What is required:
From the line that holds "In the photo above, where can the blonde" to the last line of the data, copy everything exactly; leave out all the rest.

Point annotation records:
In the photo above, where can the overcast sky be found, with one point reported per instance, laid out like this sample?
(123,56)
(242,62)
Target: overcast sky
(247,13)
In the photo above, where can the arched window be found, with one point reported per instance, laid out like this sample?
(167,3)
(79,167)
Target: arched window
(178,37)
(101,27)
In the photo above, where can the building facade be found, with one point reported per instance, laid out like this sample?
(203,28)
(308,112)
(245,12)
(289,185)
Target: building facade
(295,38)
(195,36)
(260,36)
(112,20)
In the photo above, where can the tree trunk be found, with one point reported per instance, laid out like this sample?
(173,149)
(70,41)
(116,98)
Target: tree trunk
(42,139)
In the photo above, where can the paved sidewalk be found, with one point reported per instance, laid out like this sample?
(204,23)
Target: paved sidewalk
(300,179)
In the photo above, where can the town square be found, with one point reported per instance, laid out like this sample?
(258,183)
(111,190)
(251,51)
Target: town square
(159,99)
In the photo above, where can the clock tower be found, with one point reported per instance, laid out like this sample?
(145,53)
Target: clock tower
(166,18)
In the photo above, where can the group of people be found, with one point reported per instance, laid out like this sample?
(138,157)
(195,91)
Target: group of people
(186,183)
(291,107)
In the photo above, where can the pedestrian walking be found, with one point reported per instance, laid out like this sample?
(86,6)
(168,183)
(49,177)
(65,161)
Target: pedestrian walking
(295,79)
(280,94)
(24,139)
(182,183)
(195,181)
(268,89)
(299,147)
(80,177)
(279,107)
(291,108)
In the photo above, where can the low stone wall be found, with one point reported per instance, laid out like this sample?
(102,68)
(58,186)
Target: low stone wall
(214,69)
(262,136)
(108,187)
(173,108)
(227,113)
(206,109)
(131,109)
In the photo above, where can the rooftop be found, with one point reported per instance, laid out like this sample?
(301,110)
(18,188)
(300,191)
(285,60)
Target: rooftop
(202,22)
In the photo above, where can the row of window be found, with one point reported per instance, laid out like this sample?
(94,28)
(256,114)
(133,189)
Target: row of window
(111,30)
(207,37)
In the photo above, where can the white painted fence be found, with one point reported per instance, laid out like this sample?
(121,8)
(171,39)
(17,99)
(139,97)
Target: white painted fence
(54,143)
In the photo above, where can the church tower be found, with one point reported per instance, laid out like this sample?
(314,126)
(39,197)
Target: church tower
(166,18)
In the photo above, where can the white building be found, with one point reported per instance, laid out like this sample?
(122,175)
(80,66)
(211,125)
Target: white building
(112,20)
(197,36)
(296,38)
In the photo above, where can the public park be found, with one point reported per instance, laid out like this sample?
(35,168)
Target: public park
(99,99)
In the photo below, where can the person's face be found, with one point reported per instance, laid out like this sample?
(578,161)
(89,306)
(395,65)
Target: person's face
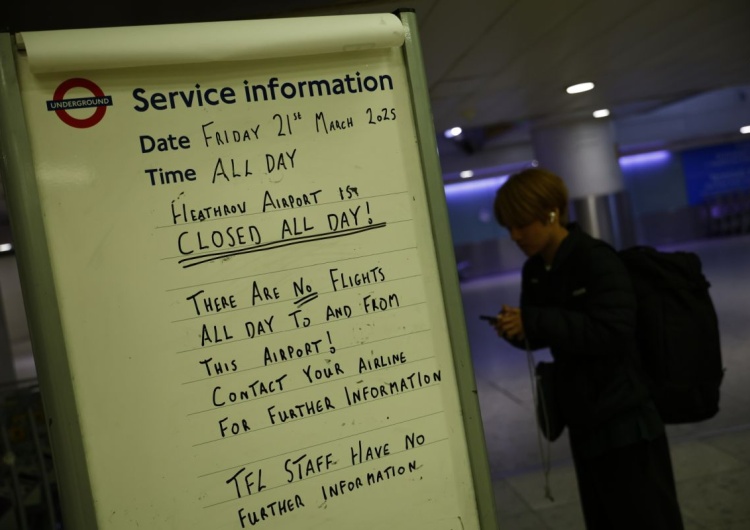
(532,238)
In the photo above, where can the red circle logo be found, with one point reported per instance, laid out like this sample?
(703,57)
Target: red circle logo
(96,101)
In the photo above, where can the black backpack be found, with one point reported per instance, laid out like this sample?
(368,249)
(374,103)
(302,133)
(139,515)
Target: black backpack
(678,333)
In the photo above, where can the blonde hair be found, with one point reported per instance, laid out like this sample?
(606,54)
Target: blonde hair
(530,195)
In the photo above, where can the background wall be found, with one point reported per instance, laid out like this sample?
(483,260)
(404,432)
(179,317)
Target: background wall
(658,185)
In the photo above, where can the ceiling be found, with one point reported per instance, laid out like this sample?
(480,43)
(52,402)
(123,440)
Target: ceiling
(494,66)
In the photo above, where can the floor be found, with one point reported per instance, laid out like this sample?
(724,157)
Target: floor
(711,459)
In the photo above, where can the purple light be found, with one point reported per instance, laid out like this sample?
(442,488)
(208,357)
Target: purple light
(645,159)
(482,186)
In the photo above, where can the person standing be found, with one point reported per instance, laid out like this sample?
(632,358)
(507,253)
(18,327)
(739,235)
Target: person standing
(577,300)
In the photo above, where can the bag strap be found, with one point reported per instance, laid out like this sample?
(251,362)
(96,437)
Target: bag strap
(545,446)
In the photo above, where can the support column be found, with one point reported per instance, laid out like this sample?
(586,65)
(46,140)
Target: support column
(583,152)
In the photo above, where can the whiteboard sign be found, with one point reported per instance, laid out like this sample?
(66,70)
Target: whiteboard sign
(249,294)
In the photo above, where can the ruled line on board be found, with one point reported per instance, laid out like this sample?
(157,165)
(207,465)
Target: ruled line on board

Solution below:
In the photo above, where can the blonde hair be found, with one point reported per instance, laid out like this sample?
(606,54)
Target: blonde hair
(530,195)
In the photo above, where can the background wall be found, with one point reported per instance, laid out like this sample?
(483,260)
(404,432)
(179,317)
Target: background wall
(658,185)
In the photo above, where can the ceiling be found, with one point reported per instance, laid out like this sample?
(480,43)
(52,402)
(123,440)
Target: ceiling
(494,66)
In the photo above, where can the floor be found, with one point reported per instance, laid out like this sample?
(724,157)
Target: floor
(711,459)
In the photo above, where can the purple light be found, with one point reported per instance, laid out like this sample?
(442,488)
(208,357)
Target: purple light
(645,159)
(482,186)
In the photo above, where can the person standing be found, with one point reported per instance, laid out like this sample?
(632,358)
(507,253)
(18,327)
(739,235)
Target: person standing
(577,300)
In the photo above, where can the bag strap be found, with one point reported per instance, laid out like this sample?
(251,362)
(96,437)
Target: bag strap
(545,446)
In the photo above, where can the support column be found, with one point reported per instance, laid out like this sample?
(586,65)
(46,140)
Target: support column
(583,152)
In the photo above, where can the whiteboard sign be found, with one point reported per instance, laid out like this sample?
(66,70)
Target: whiteboard sign
(249,294)
In the photo above, where can the ruled line on board be found, with one point reported per instance, laid out like this sample?
(157,165)
(207,465)
Target: ruled line on board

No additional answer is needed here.